» **What this task involves**: Please read the excerpt below on Stanley Steemer's vendor management and say how much revenue one of its commercial lines of business grew from and to.

» **Excerpt**:
When Stanley Steemer set out to automate the more basic process of managing certificates of insurance for our approximately 200 franchisees and their vendors (read “Manage Certificates of Insurance so They Don’t Manage You,” for more details), we never anticipated we would be able to reign in our entire vendor management process (read “3 Tips for Successfully Managing Vendors,” for more details). But, we did, and it was transformative for the company.
Automating how we manage vendors end-to-end — including how we manage certificates of insurance — didn’t just streamline processes for our business and make life easier for our associates and vendors. It had both revenue-generating and cost-saving impacts that have translated into a real return on investment. Using integrated risk management technology has allowed us to:
- Expand Our Revenue Stream: We have shifted from primarily focusing on residential business to more aggressively pursuing certain commercial lines of business — a priority that had been cumbersome, but is now streamlined because we have adequate resources to appropriately manage our vendors. With more vendors in tow — and the confidence they are of the highest quality and compliant — we can provide more commercial offerings. In fact, one of our commercial lines of business grew from $3.5 million in revenue to $10 million in revenue.

» **Data extract**:
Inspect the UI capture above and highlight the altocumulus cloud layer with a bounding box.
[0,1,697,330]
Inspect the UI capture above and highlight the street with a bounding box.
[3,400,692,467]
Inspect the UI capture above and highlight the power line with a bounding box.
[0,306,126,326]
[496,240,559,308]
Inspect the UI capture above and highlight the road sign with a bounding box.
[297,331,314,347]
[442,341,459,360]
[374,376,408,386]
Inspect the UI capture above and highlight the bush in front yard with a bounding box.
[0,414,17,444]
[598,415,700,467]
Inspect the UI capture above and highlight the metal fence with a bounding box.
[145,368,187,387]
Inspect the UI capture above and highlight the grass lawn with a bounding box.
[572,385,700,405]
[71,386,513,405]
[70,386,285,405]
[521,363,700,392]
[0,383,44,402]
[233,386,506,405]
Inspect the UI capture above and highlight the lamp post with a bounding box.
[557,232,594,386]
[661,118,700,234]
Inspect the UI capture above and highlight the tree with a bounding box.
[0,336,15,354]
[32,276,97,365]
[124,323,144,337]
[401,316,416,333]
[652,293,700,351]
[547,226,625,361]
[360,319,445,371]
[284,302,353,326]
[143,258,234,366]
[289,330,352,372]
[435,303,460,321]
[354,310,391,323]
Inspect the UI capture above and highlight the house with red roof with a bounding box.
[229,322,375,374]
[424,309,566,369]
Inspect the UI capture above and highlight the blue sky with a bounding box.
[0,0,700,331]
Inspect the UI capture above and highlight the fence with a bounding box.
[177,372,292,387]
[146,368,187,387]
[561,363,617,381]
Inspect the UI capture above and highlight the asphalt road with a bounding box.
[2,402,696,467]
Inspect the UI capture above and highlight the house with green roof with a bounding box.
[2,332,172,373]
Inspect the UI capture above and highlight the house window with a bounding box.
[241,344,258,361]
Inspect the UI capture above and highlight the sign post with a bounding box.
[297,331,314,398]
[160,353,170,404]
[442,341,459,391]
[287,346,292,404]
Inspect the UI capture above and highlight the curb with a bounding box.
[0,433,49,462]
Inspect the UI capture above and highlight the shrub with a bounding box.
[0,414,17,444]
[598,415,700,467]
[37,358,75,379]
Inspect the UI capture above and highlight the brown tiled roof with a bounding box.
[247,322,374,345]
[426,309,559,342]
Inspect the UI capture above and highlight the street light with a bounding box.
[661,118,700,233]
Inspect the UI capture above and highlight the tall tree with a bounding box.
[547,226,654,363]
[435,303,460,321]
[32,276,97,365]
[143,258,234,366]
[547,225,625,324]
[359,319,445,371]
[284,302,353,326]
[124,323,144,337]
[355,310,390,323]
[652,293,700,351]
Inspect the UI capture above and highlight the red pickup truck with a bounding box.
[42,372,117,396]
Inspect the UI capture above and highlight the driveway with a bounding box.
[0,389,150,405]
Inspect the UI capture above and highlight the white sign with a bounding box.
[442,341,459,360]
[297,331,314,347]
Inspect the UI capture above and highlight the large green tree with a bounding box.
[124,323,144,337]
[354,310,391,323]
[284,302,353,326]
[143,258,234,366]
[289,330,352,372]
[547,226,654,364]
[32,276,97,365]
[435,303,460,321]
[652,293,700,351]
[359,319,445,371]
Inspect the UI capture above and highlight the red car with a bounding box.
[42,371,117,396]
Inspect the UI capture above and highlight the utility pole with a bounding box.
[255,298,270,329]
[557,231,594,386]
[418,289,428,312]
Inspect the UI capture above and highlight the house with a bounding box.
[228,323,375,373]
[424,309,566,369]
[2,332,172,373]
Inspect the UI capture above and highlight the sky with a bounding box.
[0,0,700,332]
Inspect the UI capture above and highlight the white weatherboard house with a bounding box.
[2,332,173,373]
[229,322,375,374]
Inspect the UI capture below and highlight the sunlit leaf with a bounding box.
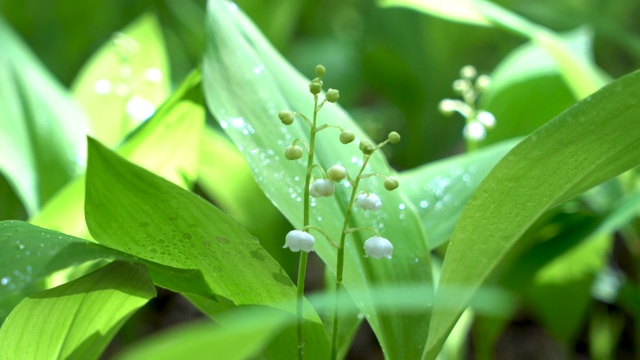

» **Answer below**: It grew from $3.5 million to $10 million in revenue.